- Problems to work on:
a) In the film review of Beanpole, what game do hospital patients play with Pashka?
b) Name every character mentioned by name in the Beanpole review's plot summary.
c) Resume the Beanpole film review right after its final sentence.

Bohnenstange / Beanpole

Leningrad, first Autumn after the war (the caption doesn‘t stipulate which war, but I think we can assume it‘s the Second World one). We see an unfeasibly tall blonde woman emitting a series of grunts and gurgles. This is Iya, who contracted PTSD at the front and is now working in a hospital, despite still being prone to experiencing the odd fit.

Iya is usually accompanied by the boy Pashka, another victim of the war and its aftermath. Patients at the hospital – mainly soldiers who cannot be repaired – play a game with him, mimicking animal noises. Pashka is not able to join in with an imitation of a dog – how could he know what they sound like? All the dogs have been eaten long ago.

Iya has another fit and crushes Pashka, killing him. Contrary to first impressions, Iya is not Pashka’s mother. That would be Masha, another soldier who has her own disorders, and is returning to Leningrad soon. Masha is unable to have any more children, so she bullies Iya into trying to get pregnant to produce a child which she would then give to her friend.

Iya agrees as long as Masha doesn’t desert her during conception. So, as Iya sleeps with a sympathetic doctor, hating every minute, Masha lies next to her, squeezed between Iya and the wall. Soon after, Iya misses a period, causing Masha’s face to show both concern for her friend and delight at the pregnancy. But when Iya finds out it was a phantom, she is devastated. Does she really have to go through that rigmarole again?

Somewhere along the way, Masha acquires a rat-faced boyfriend called Sasha. About the only thing that Sasha has going for him is that his parents are Nomenklatura in The Party. He introduces her to them, telling them that she is the woman he is planning to marry. After listening to Masha talk for a bit, they decide that that’s not going to happen.

Bohnenstange did well at Cannes and has been generally lauded by the critics, which might make you think that I’d take against it. And you know what? You’d be absolutely right. I’m no enemy of bleak films – some of my favourite films are desperately depressing – but I just never really go the point of all this miserabalism. What point is director Kantemir Balagov trying to prove?

For a start, the film is teeth-pullingly slow. It’s not just that not much happens, it’s that it takes an age for these things not to happen. There are … all sorts of … meaningful … pauses, which have you wishing that you were watching it on video so you could put it onto fast forward. And the film is nearly 2½ bloody hours! We don’t all have the time for this sort of thing.

(Dataset records)
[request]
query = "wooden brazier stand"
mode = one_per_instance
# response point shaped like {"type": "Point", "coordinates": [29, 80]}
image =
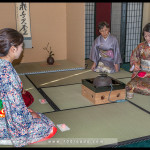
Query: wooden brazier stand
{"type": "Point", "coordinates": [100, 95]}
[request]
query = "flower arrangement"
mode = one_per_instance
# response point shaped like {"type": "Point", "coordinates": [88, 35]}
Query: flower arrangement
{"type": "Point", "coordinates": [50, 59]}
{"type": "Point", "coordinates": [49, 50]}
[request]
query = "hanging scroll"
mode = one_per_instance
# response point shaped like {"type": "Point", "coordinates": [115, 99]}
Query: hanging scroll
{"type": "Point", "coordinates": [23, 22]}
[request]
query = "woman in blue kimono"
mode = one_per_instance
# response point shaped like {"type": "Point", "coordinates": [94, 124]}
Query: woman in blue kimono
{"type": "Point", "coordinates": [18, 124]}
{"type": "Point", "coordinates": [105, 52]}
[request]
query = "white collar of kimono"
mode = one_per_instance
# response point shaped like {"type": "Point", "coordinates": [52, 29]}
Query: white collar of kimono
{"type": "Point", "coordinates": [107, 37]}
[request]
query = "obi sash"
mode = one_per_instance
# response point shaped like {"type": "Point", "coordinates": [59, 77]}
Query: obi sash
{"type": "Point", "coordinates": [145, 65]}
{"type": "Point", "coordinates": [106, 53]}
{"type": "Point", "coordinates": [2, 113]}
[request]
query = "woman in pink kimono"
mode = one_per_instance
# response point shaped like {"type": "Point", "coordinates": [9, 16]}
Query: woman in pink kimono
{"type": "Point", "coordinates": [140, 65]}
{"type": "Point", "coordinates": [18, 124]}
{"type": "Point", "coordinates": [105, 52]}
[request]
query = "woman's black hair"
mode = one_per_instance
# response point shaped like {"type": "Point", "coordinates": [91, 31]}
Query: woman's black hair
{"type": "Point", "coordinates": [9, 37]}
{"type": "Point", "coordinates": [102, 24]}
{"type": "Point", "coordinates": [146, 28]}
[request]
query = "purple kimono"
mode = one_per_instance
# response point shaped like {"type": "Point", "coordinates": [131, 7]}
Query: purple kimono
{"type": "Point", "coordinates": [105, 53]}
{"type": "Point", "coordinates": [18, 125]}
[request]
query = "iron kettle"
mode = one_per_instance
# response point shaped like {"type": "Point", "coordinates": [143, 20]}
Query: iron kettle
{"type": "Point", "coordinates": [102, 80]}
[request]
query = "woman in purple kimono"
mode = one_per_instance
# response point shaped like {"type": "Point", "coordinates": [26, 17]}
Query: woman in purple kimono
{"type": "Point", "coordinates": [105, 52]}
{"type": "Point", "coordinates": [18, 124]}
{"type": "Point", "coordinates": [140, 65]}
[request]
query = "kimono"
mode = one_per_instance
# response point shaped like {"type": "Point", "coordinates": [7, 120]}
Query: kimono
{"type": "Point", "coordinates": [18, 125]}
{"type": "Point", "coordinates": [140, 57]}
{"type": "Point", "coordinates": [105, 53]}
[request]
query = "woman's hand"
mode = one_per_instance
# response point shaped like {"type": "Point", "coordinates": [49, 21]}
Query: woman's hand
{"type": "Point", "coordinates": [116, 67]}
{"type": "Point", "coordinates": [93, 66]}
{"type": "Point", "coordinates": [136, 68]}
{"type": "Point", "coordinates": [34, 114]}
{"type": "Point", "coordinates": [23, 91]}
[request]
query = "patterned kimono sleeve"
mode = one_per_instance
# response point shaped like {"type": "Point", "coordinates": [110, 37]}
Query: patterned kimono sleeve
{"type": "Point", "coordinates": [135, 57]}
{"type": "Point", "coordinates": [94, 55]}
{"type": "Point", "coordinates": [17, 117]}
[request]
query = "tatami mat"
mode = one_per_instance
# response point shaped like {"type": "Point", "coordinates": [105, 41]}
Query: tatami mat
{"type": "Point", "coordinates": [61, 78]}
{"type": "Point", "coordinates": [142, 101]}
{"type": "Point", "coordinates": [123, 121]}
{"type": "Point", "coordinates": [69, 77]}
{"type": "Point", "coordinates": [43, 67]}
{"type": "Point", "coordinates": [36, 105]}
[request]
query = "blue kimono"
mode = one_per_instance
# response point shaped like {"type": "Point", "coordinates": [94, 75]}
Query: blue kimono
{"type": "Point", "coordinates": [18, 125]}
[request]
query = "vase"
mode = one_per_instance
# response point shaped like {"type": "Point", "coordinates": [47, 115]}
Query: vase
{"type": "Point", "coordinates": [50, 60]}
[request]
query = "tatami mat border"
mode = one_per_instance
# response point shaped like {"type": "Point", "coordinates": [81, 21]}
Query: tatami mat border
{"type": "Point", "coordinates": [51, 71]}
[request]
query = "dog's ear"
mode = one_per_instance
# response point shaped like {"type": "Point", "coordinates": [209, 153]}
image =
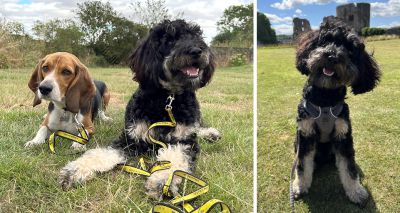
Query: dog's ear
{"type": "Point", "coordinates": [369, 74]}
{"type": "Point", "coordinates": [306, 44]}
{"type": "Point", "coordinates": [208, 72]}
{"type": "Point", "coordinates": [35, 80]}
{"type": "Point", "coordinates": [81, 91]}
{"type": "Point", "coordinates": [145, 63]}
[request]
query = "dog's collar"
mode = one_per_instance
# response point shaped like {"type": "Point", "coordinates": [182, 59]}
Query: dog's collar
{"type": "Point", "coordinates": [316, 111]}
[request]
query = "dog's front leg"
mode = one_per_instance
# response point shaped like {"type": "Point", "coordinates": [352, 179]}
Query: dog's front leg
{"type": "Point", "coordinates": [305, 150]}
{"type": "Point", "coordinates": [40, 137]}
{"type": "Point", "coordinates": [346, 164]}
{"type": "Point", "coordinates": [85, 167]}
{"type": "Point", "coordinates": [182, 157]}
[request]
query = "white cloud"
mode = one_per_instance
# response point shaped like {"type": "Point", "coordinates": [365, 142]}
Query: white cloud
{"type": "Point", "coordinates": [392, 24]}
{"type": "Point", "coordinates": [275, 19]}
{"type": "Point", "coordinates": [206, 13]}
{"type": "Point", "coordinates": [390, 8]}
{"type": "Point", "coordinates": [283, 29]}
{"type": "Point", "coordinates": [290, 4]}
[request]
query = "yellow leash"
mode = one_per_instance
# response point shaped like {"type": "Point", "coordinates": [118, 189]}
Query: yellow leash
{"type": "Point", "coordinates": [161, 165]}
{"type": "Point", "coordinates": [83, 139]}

- List of answers:
a) They mimic animal noises.

b) Iya, Pashka, Masha, Sasha

c)
Secondly, the characters, particularly the female ones, do not seem to have any sort of agency. This is most obviously the case with Iya. She is traumatized and socially awkward. Of course she finds it difficult to say things, and is not going to drive much action. Although this is an explanation, it’s not an excuse. If you want to make a film about shy people not doing much at all, then that’s your right. Just don’t expect me to buy a ticket to go and see it.

I would also argue that even Masha has very little agency. Sure, she is more sexually confident. Yes, she appears to be pushing Iya into doing things, but I never see her breaking from any social conventions. Masha improves herself by doing what is expected of her under the prevailing rules. And she never really manages to improve herself, because the rules are stacked against her.

Now I am well aware that what I’ve just described – the futile attempts of working class people to be accepted in a world which does not value them – could be made into a very interesting film. And it seems that for some people, Bohnenstange is this film. But I could not convince my brain that this was anything more than turgid meanderings which were not going anywhere and had nothing profound to tell us.

It is not that the film is fully without hope, nor that I need a film to show any rays of light. There is a moment, at the end, where there is a glimmer of possibility. Maybe Iya and Masha will get out of their desperate situation. And maybe they won’t. But do you know what? By this stage, I had lost all interest either way. I appreciate that some critics saw it differently, but then again, I’m not some critics.